How to complete this task => Given the entries that follow, write out exactly the lines starting at the one containing "Target = claw hammer" and ending at the one containing "Target = wood grain texture", both ends included, and only those.

Provided data =>
━━━━━━━━━━━━━━━━
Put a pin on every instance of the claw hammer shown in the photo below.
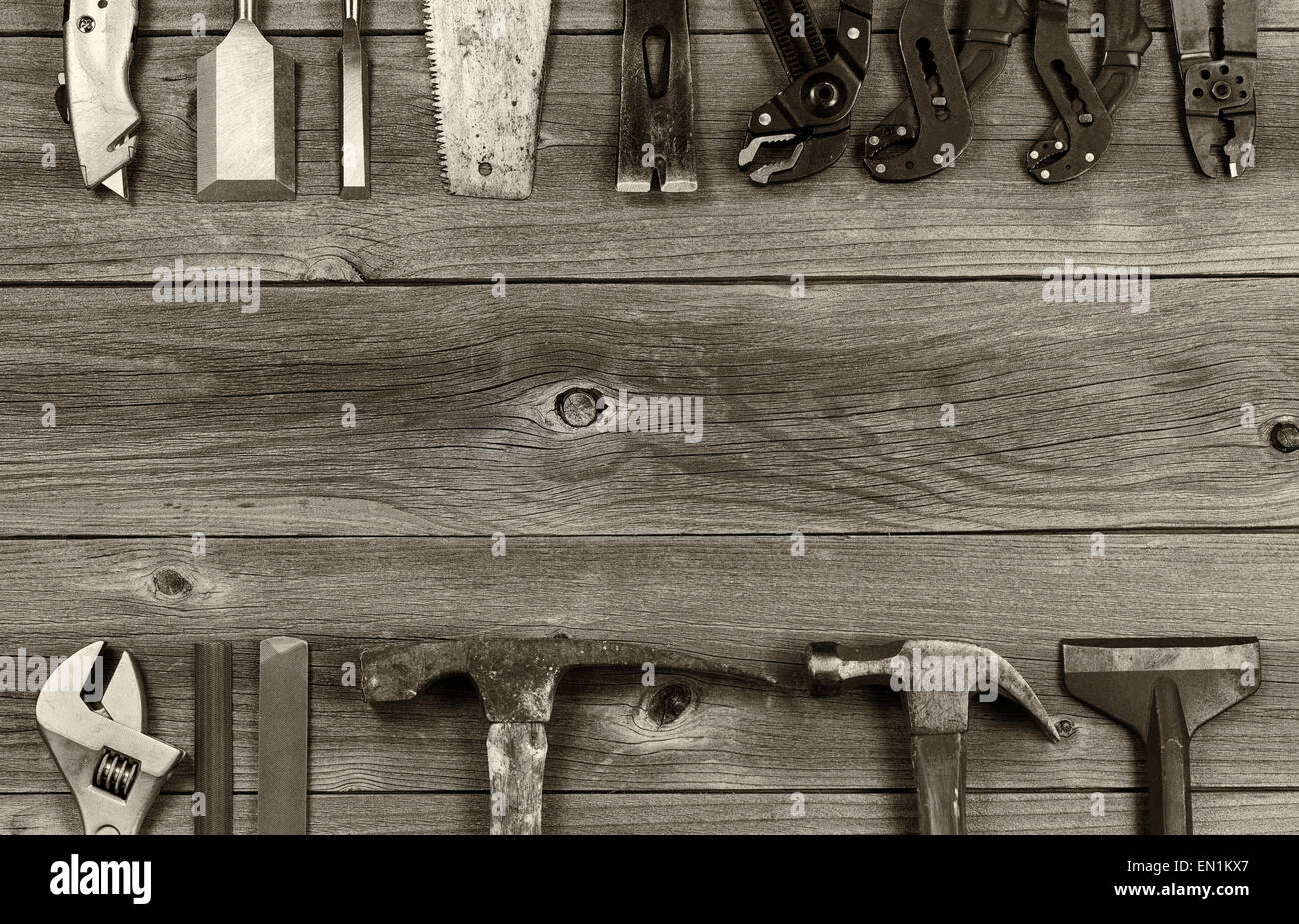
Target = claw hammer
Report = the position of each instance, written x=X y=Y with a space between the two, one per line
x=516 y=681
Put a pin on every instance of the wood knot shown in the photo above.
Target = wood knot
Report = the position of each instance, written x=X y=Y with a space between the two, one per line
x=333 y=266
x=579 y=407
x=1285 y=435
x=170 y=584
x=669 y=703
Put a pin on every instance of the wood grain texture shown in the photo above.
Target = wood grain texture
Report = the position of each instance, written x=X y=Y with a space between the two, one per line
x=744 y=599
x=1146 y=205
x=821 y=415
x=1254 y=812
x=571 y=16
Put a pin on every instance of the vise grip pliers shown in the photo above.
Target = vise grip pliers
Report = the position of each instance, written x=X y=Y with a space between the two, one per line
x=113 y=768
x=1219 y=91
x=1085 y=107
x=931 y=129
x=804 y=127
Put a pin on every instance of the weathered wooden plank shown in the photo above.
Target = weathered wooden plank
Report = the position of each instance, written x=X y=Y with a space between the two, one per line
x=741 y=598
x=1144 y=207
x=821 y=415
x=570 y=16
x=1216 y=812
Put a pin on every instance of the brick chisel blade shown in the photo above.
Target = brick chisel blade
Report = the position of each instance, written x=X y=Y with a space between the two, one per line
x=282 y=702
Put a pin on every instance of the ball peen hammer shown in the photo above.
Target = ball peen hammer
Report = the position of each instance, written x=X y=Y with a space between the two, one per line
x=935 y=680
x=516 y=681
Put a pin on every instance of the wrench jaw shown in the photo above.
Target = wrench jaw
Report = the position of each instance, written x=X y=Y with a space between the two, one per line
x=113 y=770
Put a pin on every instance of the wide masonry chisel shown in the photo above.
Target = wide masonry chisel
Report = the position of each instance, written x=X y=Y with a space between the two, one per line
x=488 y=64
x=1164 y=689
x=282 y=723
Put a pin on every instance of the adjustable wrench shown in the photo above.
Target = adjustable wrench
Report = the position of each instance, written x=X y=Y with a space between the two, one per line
━━━━━━━━━━━━━━━━
Result =>
Target = claw hammer
Report = the position of each instance, written x=X y=Y with a space between the two, one per line
x=516 y=681
Put a pin on every instance of the wood knot shown in the photo above.
Target = wood knot
Report = the position of each instance, written x=X y=Y with a space between the two, one per line
x=333 y=266
x=579 y=407
x=1285 y=435
x=170 y=584
x=669 y=703
Put a pin on every instance of the wood grain texture shown in the photo above.
Target = wood grain texture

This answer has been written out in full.